• _TRAVAIL DEMANDÉ_
Recopiez fidèlement le passage du récit sur Inis Mor en commençant par « Partie à Inis » et en allant jusqu'à « been so long… [1]? ».
*** SÉLECTION
Récit

Le chas de l’aiguille

Musicienne, Écrivaine

Partie à Inis Mor, île d’Aran en Irlande, la narratrice de ce récit, aujourd’hui étudiante du master Ecopoétique et création de l’université d’Aix-Marseille, fait l’expérience de l’écriture et de ce qu’est écrire sur un lieu. Un espace « dont je rencontre la résistance », « qui me rend mes contours ». Nous continuons notre découverte d’auteur.e.s « débutant.e.s ».

Je suis assise dans un pub, attablée face à un thé.
La radio en sourdine susurre des chansons douces.
… where have you been so long… [1]?
 

Inis Mor est la plus grande des trois îles d’Aran, au large de Galway, en Irlande. Deux liaisons maritimes les desservent quotidiennement – sauf en cas de tempête – depuis le Connemara et depuis le Burren. Entre le moment où je suis montée dans le bus à destination de l’embarcadère de Rossaveal, dans le Connemara, et celui où j’en suis redescendue, le lendemain midi, j’ai pleuré, sans tristesse, mais avec persistance. Je m’interroge toujours, plusieurs années plus tard : qu’ai-je vu à Inis Mor, pour avoir été touchée si profondément ?
******
*** EXTRAITS DE LA LISTE
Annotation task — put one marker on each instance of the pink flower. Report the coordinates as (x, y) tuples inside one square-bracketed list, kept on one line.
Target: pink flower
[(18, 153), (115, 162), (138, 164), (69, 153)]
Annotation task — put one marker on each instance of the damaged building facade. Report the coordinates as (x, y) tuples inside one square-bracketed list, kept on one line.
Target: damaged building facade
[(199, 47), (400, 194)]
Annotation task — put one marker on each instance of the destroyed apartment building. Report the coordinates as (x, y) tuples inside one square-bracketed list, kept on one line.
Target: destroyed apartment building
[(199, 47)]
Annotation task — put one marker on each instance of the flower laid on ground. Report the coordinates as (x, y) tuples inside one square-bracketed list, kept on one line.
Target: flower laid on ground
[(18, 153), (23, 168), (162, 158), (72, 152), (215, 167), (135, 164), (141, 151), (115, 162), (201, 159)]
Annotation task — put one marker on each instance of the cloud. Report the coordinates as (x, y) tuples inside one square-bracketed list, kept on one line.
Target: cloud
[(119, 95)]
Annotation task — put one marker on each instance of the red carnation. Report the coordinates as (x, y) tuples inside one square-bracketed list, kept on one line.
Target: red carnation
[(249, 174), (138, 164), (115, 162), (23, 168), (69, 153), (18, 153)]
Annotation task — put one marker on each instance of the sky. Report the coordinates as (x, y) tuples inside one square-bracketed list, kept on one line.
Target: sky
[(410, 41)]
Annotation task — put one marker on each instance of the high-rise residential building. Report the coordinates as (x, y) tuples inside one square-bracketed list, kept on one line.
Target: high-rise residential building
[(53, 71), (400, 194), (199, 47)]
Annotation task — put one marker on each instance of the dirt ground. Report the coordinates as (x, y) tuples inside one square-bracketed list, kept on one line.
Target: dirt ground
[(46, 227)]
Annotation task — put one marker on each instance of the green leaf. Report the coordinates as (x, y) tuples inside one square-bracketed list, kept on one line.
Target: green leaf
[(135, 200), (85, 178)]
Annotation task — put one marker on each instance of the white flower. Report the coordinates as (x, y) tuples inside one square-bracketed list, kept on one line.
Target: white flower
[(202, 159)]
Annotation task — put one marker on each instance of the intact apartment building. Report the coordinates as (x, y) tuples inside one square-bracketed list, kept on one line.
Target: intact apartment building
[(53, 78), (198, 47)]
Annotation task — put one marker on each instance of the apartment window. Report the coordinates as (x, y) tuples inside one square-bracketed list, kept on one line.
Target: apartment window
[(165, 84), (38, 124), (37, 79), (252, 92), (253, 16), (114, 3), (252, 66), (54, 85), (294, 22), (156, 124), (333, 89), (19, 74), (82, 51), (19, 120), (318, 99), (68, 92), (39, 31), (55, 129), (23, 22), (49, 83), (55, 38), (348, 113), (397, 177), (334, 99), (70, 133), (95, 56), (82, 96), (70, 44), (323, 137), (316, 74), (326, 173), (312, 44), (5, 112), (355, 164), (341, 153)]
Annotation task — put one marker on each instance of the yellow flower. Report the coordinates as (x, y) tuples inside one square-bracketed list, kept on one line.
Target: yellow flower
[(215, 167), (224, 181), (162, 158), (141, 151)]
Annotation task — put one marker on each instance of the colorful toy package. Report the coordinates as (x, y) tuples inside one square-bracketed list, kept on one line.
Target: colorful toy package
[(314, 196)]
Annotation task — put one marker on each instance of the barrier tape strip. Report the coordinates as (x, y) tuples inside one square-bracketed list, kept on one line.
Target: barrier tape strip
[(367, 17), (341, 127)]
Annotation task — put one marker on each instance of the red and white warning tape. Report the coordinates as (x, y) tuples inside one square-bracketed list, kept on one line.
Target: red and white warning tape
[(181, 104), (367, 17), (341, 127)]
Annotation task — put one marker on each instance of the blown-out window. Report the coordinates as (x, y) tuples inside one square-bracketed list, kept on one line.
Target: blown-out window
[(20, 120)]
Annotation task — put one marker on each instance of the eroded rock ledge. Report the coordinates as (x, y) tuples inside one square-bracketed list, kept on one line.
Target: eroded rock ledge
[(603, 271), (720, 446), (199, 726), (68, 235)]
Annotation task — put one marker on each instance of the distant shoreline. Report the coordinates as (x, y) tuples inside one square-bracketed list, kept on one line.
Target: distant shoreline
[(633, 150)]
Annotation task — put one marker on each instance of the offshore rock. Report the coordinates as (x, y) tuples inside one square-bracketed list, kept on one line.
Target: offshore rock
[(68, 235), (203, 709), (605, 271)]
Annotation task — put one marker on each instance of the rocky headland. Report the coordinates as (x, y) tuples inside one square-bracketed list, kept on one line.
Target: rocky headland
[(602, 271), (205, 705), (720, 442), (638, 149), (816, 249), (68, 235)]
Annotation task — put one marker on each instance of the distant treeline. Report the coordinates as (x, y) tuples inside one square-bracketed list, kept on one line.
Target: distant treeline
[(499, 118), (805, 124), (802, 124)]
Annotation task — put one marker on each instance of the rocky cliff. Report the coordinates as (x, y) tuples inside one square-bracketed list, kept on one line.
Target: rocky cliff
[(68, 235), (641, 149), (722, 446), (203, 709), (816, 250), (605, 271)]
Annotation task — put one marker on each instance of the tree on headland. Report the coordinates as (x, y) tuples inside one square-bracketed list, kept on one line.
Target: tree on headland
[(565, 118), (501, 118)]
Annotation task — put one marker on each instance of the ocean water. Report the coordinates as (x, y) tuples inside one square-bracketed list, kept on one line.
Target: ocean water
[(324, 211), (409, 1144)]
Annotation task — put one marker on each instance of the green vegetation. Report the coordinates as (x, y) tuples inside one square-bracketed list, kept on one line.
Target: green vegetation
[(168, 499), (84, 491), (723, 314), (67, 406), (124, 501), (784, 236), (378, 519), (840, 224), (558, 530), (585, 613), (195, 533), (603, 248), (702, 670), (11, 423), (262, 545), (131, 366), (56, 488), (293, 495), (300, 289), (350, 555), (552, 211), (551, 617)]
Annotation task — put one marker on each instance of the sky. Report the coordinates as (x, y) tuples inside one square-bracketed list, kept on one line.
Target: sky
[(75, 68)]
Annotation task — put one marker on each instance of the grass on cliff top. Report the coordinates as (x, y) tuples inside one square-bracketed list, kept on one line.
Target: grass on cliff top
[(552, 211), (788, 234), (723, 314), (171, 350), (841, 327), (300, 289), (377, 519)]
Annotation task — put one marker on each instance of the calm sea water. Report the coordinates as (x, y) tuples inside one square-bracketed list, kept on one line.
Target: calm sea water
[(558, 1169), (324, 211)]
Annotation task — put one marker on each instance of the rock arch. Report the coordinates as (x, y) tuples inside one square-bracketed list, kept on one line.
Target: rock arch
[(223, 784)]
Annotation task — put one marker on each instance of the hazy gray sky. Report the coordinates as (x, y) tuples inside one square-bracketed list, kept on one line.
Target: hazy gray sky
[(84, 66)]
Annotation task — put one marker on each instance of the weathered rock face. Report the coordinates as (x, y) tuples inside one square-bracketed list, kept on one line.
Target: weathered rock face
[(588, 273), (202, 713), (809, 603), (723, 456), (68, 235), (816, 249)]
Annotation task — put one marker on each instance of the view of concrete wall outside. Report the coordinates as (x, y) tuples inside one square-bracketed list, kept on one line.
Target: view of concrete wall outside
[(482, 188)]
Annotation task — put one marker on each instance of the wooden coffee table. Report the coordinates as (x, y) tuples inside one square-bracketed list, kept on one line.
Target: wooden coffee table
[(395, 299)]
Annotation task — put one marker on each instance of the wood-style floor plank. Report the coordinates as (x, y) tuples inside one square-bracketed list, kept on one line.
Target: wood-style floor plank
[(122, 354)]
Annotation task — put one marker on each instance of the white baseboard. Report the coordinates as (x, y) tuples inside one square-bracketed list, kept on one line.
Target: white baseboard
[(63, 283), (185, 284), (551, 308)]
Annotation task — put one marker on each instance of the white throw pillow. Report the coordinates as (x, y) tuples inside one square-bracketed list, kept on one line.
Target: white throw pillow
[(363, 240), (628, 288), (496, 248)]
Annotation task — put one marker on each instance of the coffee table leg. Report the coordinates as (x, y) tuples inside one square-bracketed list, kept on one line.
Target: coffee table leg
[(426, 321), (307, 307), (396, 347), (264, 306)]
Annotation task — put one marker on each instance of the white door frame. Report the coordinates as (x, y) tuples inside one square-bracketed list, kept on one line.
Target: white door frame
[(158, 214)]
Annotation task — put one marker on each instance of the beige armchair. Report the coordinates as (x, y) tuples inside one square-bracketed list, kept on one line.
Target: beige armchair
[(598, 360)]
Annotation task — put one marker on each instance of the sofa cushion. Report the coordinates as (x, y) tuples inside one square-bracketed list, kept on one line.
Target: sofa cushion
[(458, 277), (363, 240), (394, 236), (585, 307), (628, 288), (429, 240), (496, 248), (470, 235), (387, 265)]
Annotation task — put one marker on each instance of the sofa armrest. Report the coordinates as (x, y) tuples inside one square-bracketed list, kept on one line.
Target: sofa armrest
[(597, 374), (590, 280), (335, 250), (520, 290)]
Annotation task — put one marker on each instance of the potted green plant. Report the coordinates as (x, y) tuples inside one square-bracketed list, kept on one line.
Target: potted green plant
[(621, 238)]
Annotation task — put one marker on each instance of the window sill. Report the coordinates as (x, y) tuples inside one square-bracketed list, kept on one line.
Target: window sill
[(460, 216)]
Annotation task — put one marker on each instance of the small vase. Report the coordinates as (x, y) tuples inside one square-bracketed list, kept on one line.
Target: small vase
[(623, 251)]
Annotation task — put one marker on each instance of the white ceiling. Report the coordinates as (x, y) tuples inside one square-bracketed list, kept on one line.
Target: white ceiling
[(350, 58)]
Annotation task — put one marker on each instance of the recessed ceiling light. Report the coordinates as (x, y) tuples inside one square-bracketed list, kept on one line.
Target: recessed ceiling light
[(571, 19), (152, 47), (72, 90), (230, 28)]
******
• _RÉPONSE ATTENDUE_
Partie à Inis Mor, île d’Aran en Irlande, la narratrice de ce récit, aujourd’hui étudiante du master Ecopoétique et création de l’université d’Aix-Marseille, fait l’expérience de l’écriture et de ce qu’est écrire sur un lieu. Un espace « dont je rencontre la résistance », « qui me rend mes contours ». Nous continuons notre découverte d’auteur.e.s « débutant.e.s ».

Je suis assise dans un pub, attablée face à un thé.
La radio en sourdine susurre des chansons douces.
… where have you been so long… [1]?